Requirement 1 »
In the article below on the Inkling launch, who founded Thinking Machines Lab?
Requirement 2 »
Reproduce word for word the passage of the article below on the Inkling launch from "Mira Murati's Thinking" up to and including "AI for businesses.".

Given text »
Mira Murati’s Thinking Machines Launches Its First AI Model, ‘Inkling’

Mira Murati's Thinking Machines Launches Its First AI Model, 'Inkling' | CIO Women Magazine

Key Takeaways:

  • Thinking Machines is betting on customizable AI for businesses.
  • OpenAI models are becoming a stronger alternative to proprietary systems.
  • Mira Murati’s startup enters an increasingly competitive AI market.

Thinking Machines Lab, the artificial intelligence startup founded by former OpenAI Chief Technology Officer Mira Murati, has launched Inkling, its first open-weight AI model. The release marks the company’s official entry into the foundation model market and signals its strategy of building AI systems that organizations can customize for their own needs rather than relying on a single model designed for every use case.

The launch comes nearly a year after Mira Murati Thinking Machines emerged from stealth mode and quickly became one of the most closely watched AI startups. Despite not having released a commercial product at the time, the company attracted billions of dollars in funding and a multi-billion-dollar valuation, reflecting investor confidence in Mira Murati’s leadership and the team’s technical expertise. With Inkling now available, Thinking Machines is taking its first major step toward competing with established AI developers such as OpenAI, Google, Anthropic, and Meta, while carving out a niche in the growing market for open AI models.

Inkling Focuses on Flexibility, Efficiency, and Enterprise Control

Unlike proprietary AI models that are typically accessed through cloud-based services, Inkling is being released as an open-weight model. This allows developers, researchers, and businesses to download, fine-tune, and deploy the model on their own infrastructure. The approach is designed to give enterprises greater control over how AI is trained, deployed, and integrated into internal systems, particularly in industries where data privacy, regulatory compliance, and intellectual property are major concerns.

Information »
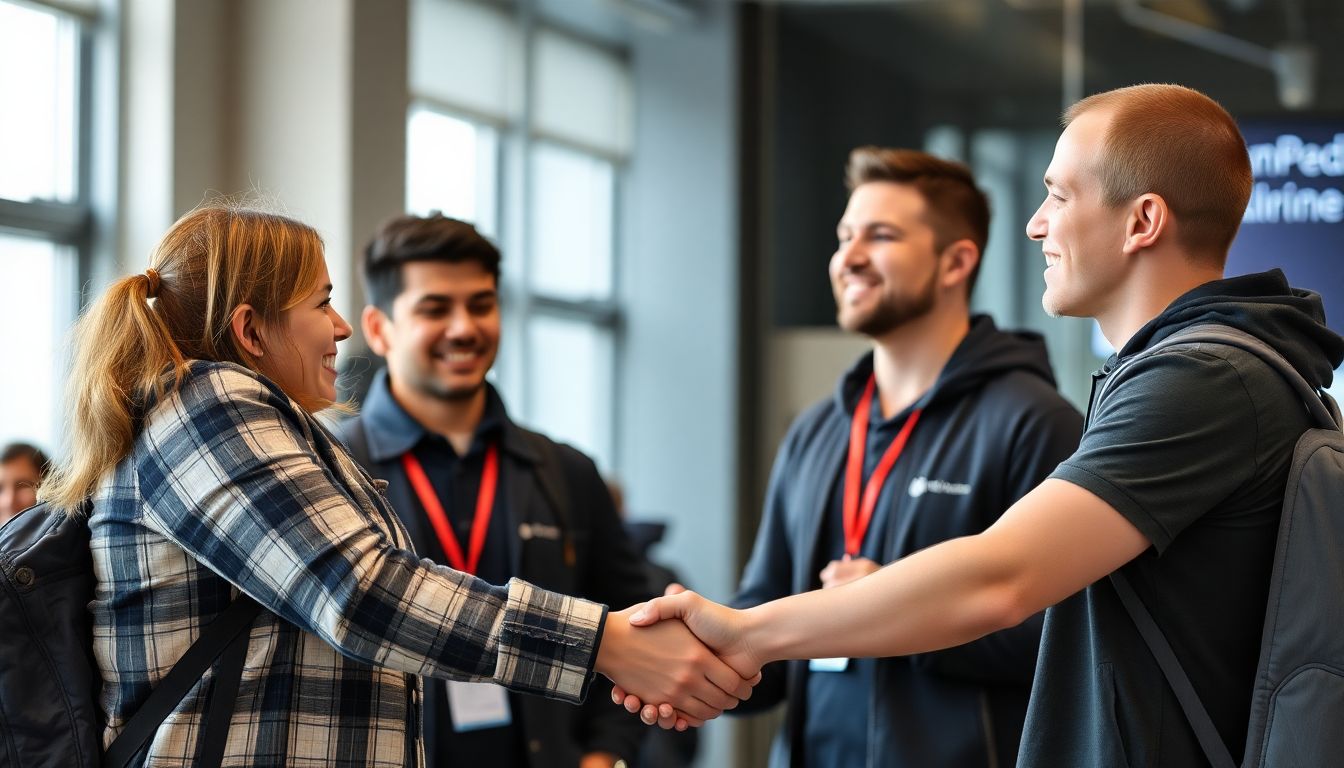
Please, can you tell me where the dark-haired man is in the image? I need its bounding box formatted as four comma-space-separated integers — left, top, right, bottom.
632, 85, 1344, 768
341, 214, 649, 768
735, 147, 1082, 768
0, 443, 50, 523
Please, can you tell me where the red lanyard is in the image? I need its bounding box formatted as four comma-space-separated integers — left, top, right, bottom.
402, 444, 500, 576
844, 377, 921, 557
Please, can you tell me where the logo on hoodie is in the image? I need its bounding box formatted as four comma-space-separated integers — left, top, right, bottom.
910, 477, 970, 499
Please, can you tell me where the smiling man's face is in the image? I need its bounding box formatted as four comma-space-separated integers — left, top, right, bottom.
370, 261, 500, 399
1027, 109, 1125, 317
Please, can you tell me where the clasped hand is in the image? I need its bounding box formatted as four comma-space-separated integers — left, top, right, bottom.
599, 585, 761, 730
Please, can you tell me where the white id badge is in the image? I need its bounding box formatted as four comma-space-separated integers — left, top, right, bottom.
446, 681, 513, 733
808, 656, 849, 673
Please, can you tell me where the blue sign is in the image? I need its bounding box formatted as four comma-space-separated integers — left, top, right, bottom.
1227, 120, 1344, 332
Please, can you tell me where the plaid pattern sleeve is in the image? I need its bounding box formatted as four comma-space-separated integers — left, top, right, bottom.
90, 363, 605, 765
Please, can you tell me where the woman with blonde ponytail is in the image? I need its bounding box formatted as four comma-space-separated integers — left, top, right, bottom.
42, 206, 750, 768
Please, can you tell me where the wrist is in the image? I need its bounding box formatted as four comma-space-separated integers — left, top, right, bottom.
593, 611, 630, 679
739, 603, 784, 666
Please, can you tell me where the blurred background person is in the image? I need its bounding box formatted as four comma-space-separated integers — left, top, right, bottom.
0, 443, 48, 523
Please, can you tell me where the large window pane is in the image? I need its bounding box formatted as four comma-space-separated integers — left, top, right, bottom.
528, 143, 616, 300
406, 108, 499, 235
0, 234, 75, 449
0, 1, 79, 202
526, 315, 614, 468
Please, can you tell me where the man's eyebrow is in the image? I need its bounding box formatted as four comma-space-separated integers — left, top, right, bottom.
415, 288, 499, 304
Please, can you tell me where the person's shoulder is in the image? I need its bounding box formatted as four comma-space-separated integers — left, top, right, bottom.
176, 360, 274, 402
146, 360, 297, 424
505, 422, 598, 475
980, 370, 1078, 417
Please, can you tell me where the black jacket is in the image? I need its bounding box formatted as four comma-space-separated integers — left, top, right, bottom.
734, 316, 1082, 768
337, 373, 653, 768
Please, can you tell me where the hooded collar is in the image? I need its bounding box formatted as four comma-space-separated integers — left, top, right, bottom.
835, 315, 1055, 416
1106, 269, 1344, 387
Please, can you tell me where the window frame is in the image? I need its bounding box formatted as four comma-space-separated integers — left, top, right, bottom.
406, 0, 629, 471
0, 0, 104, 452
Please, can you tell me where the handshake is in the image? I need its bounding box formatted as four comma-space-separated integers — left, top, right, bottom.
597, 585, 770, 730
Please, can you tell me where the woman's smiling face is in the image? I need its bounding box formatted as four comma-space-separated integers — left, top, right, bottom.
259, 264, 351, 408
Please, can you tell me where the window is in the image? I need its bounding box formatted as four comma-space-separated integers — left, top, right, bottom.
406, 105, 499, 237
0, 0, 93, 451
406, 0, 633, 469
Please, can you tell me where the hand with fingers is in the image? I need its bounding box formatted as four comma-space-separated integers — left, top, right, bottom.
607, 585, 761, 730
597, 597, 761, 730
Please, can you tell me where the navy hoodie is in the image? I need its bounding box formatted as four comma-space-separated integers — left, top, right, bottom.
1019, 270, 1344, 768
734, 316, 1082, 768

==

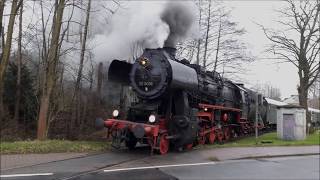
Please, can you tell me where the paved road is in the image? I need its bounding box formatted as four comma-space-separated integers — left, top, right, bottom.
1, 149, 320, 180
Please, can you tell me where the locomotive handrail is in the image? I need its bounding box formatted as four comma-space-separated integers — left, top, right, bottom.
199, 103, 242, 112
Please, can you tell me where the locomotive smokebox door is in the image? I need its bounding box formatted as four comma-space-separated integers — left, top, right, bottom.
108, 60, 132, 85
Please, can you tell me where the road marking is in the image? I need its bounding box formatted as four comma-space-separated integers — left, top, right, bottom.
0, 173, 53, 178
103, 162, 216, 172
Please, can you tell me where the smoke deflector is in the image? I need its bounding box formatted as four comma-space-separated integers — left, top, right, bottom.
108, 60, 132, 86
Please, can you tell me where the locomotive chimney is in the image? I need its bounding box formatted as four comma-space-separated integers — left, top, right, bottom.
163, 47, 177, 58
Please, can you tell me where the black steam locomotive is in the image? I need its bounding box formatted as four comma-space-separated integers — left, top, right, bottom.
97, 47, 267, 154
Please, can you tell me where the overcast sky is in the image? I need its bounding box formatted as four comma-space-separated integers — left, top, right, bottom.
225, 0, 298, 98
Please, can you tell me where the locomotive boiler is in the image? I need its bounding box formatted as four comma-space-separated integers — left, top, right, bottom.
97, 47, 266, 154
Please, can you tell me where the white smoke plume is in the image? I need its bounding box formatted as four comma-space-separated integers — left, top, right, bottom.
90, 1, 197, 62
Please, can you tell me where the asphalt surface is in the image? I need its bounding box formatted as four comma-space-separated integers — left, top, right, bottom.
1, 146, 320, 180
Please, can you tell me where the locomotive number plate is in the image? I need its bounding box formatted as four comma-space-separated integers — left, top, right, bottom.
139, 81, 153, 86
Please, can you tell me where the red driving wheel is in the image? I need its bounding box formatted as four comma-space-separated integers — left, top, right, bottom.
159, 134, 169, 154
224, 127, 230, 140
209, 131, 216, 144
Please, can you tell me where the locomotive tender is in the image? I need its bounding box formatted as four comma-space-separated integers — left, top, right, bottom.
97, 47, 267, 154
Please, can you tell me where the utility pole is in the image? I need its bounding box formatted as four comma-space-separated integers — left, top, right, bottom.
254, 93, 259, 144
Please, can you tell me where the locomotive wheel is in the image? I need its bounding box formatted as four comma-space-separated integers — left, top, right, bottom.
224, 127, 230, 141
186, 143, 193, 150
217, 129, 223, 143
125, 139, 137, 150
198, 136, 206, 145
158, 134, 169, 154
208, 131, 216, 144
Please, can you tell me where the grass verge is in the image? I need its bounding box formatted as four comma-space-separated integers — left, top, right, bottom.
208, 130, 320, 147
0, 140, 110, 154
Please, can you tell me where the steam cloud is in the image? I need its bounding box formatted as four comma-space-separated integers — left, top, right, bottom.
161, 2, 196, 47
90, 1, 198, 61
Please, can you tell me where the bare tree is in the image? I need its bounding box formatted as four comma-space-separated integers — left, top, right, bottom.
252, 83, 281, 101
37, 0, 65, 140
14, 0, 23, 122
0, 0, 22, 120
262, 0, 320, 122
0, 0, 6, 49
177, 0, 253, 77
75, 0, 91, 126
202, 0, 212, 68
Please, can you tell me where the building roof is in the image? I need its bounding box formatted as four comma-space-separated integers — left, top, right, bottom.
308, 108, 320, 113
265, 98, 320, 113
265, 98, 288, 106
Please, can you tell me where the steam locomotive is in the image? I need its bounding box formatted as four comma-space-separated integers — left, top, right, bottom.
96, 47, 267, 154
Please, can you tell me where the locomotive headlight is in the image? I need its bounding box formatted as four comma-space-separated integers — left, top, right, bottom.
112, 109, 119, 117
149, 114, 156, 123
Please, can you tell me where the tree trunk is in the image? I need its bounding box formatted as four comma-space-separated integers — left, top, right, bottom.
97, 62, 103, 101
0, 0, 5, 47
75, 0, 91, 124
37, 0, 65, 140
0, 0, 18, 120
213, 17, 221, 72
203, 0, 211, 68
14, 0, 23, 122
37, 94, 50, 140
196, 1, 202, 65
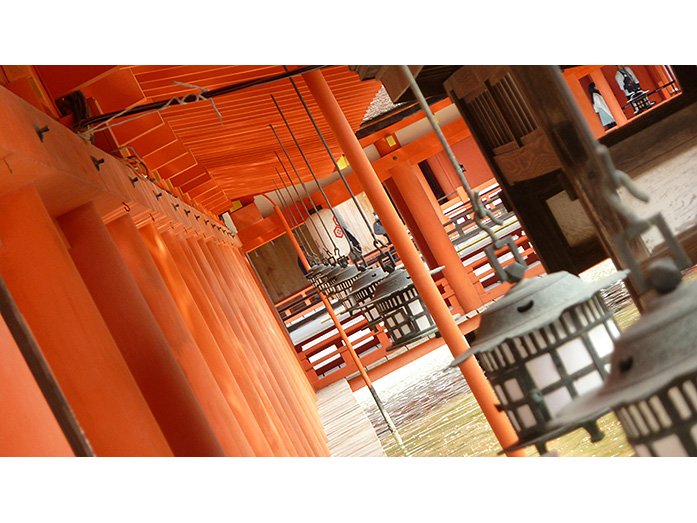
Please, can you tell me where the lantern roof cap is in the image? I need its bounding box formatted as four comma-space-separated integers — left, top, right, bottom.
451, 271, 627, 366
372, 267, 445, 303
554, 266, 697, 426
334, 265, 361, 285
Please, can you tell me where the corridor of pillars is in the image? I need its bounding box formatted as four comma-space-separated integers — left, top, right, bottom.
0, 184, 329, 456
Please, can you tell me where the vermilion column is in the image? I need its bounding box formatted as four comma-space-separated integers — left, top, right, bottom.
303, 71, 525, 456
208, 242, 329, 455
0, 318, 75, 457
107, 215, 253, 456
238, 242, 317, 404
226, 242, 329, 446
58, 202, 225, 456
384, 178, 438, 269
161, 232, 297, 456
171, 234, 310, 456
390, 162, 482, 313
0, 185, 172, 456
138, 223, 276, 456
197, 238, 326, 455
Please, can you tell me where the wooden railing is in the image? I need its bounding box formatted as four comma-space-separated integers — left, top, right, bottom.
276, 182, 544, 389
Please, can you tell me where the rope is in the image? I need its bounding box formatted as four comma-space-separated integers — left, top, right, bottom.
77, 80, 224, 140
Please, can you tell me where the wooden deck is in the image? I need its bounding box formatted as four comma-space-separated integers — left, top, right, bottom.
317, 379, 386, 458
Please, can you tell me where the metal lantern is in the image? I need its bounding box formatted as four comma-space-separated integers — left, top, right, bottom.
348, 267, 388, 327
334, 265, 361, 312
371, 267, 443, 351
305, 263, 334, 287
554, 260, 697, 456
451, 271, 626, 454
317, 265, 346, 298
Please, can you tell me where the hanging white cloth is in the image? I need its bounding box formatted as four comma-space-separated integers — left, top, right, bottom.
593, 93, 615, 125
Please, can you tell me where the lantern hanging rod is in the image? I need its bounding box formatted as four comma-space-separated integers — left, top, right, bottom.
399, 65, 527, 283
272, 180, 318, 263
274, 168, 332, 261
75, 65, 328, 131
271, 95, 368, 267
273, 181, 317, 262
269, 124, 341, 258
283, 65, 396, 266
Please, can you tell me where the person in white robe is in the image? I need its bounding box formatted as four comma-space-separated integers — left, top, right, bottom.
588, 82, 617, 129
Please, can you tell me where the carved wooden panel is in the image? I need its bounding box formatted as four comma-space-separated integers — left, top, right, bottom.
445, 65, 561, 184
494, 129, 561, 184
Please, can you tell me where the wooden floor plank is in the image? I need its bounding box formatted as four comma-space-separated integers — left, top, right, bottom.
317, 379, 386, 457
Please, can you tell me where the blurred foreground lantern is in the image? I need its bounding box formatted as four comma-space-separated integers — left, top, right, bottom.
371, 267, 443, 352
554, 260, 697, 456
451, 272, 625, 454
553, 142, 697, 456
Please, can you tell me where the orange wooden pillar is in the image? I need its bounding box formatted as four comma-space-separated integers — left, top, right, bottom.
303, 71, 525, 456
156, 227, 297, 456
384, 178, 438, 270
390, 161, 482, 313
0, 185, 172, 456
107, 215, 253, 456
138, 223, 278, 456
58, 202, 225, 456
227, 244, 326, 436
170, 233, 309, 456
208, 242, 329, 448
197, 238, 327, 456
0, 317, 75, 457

--

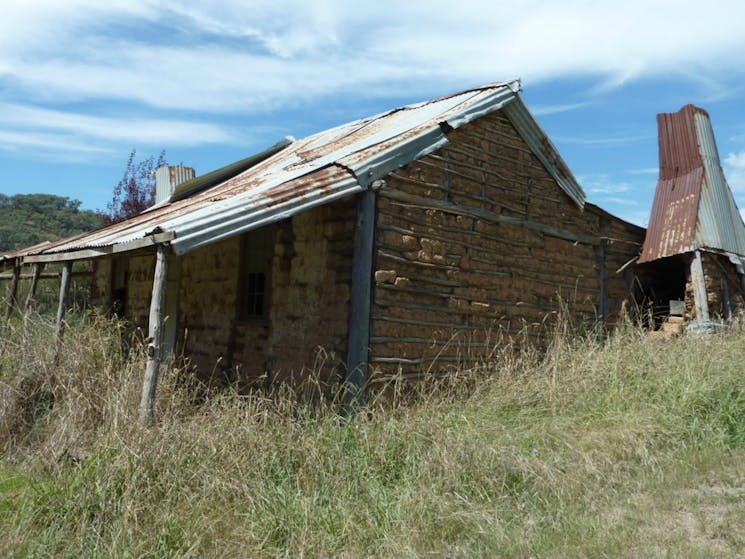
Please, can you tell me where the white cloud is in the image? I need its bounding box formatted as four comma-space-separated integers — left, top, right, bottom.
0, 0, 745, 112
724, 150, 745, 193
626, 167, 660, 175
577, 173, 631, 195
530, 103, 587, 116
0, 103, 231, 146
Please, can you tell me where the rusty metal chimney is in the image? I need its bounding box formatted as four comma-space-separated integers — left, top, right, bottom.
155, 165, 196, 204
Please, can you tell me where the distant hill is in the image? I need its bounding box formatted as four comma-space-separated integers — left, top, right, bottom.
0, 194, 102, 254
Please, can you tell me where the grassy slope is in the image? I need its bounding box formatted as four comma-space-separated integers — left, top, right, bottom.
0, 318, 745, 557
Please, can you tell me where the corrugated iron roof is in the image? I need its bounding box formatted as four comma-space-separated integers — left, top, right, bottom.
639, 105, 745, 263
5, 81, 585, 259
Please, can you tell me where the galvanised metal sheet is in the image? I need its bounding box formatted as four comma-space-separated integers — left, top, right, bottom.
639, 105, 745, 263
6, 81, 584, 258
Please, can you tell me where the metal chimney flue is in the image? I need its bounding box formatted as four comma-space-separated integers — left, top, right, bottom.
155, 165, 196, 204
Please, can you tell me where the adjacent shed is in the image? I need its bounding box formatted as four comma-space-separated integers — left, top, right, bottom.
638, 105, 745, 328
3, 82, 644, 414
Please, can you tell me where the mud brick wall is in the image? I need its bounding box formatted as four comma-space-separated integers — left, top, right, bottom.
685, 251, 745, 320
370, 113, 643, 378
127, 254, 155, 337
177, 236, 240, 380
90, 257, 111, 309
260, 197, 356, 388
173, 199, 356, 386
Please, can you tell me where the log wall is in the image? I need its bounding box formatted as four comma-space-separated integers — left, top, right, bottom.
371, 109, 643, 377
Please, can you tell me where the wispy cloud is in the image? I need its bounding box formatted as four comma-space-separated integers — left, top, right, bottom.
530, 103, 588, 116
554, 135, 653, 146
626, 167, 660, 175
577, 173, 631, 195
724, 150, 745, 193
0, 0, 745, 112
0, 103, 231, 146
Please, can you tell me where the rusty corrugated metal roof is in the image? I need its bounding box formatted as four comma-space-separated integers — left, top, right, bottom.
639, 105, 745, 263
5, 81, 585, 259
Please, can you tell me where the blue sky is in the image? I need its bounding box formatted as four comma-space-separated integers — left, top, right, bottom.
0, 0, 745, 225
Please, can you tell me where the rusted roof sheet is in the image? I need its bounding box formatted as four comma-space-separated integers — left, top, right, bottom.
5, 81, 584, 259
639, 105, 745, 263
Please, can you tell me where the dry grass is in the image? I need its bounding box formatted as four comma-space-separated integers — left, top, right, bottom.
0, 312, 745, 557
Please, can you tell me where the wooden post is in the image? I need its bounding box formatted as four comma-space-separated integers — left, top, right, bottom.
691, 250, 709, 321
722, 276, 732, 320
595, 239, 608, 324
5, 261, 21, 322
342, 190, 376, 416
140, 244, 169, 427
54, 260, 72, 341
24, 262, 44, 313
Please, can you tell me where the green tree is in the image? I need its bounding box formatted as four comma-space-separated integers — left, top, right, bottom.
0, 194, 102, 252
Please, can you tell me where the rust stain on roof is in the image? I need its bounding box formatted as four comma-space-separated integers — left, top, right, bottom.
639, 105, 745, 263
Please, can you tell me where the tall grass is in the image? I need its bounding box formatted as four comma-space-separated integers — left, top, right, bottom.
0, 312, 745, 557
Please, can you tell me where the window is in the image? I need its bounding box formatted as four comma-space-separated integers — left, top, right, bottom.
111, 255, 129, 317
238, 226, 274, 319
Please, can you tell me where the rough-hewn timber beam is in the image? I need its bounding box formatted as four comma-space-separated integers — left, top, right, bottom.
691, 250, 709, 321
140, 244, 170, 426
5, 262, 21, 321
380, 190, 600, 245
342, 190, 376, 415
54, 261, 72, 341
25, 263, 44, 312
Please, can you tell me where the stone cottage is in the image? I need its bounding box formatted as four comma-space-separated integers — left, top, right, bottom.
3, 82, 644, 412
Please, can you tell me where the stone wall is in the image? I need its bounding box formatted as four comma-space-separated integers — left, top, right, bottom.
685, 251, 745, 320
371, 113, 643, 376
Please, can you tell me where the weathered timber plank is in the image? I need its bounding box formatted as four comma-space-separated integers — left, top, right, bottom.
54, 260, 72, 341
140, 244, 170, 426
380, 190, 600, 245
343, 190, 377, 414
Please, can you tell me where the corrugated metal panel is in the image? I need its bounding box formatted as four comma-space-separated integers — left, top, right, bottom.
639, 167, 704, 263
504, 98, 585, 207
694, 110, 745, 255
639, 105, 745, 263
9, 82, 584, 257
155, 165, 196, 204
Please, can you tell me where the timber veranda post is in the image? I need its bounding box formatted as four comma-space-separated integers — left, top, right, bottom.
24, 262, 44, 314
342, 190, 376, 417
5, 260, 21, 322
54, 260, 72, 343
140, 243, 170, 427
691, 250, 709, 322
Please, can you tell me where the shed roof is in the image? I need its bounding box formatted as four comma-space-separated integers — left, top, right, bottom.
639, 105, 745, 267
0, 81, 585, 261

Answer area 1 »
Mira Murati, the former Chief Technology Officer of OpenAI.

Answer area 2 »
Mira Murati's Thinking Machines Launches Its First AI Model, 'Inkling' | CIO Women Magazine

Key Takeaways:

  • Thinking Machines is betting on customizable AI for businesses.